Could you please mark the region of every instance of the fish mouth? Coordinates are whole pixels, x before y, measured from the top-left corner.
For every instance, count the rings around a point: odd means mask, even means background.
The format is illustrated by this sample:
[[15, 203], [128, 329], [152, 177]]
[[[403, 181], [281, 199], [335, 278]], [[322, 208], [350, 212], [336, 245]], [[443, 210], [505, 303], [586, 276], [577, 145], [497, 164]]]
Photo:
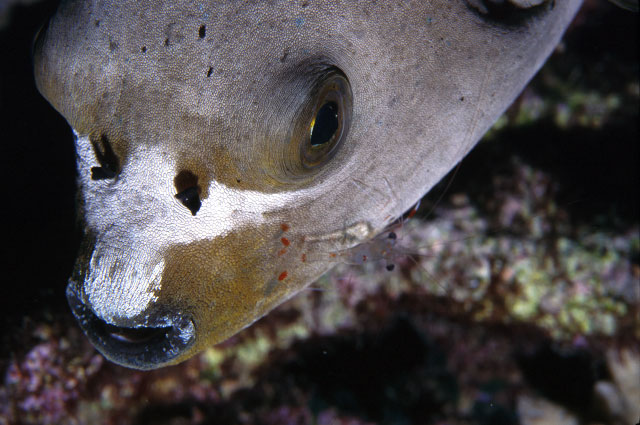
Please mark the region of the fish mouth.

...

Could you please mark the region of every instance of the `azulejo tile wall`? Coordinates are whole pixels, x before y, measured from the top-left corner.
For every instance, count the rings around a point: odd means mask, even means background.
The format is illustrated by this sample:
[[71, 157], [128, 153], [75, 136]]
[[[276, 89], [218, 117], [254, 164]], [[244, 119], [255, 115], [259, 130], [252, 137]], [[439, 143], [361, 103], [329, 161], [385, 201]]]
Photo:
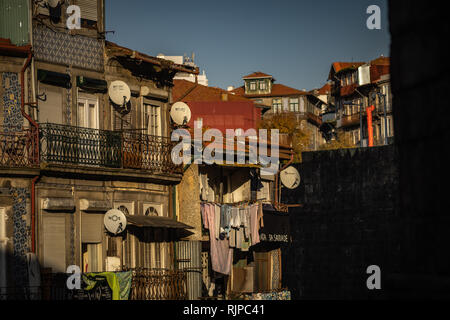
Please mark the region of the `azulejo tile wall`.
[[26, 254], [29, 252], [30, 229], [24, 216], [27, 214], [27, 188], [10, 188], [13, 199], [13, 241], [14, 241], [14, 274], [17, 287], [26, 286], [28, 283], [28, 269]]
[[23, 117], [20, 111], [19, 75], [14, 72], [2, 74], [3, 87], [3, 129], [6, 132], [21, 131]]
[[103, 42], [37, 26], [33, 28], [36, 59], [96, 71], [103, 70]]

Problem to solve:
In the listing above, find the line with "[[15, 203], [128, 329], [152, 177]]" and the line with "Please mark the region of the fish mouth.". Output both, plus every line between them, and no pictures.

Exercise output:
[[15, 203], [128, 329], [152, 177]]
[[[403, 181], [281, 199], [335, 278]], [[322, 208], [350, 212], [336, 245]], [[443, 210], [505, 303], [586, 276], [577, 145], [497, 164]]]
Photo:
Please mark the region of the fish mouth.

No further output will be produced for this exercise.